(Excerpt)
[Start of Attachment]
Shadows of the Pyramid: Indonesia and the Dilemma of Progress
- Diva Nugraha

- Oct 19
- 3 min read
The world is not a level playing field. It is a pyramid—grand, towering, and merciless. At its peak sit the core nations, dictating global trade, finance, and technology. At its base lie the peripheries, where resources are dug and workers labor for wages that barely sustain them. And in between, suspended in ambiguity, stand the semi-peripheries: restless, aspiring, yet tethered to the same structures that hold them down.
Immanuel Wallerstein’s World-System Theory remains one of the most compelling frameworks for reading this inequality. As Sorinel (2010) notes, the system was never designed for balance; it was designed for extraction. The prosperity of the core, as Roberts & Parks (2009) argue, rests on “ecologically unequal exchange”—a cycle where the environment and labor of the periphery subsidize the lifestyles of the wealthy.
When we apply this lens to Indonesia, the reflection is unmistakable. We are not periphery, but neither are we core. We are semi-periphery: growing, aspiring, yet always dependent (Jacob, 2023).
[End of Attachment]
(Requirement)
Answer these questions about the essay on Indonesia:
1. Who sits at the peak of the pyramid?
2. Whose theory does the essay call one of the most compelling frameworks for reading this inequality?
3. What place in the system does the essay give Indonesia?
The lines after this point come from a separate source.

(Material provided)
[Start of Attachment]
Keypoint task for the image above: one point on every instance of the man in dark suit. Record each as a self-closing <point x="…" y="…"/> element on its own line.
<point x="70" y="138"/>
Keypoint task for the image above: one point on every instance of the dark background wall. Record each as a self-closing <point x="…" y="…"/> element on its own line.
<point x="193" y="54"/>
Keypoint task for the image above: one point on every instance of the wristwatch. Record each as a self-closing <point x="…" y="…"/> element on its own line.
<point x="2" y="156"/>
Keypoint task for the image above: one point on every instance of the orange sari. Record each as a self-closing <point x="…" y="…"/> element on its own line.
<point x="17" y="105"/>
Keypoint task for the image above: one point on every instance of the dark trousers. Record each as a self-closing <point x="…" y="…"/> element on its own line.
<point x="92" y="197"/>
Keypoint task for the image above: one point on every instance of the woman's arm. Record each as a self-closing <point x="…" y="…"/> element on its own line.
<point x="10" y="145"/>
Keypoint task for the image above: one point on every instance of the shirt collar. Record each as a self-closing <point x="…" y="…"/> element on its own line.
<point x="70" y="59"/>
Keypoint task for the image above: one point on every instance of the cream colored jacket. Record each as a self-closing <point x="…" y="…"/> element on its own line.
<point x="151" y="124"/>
[End of Attachment]
(Solution to this exercise)
1. The core nations.
2. Immanuel Wallerstein's (his World-System Theory).
3. Semi-periphery.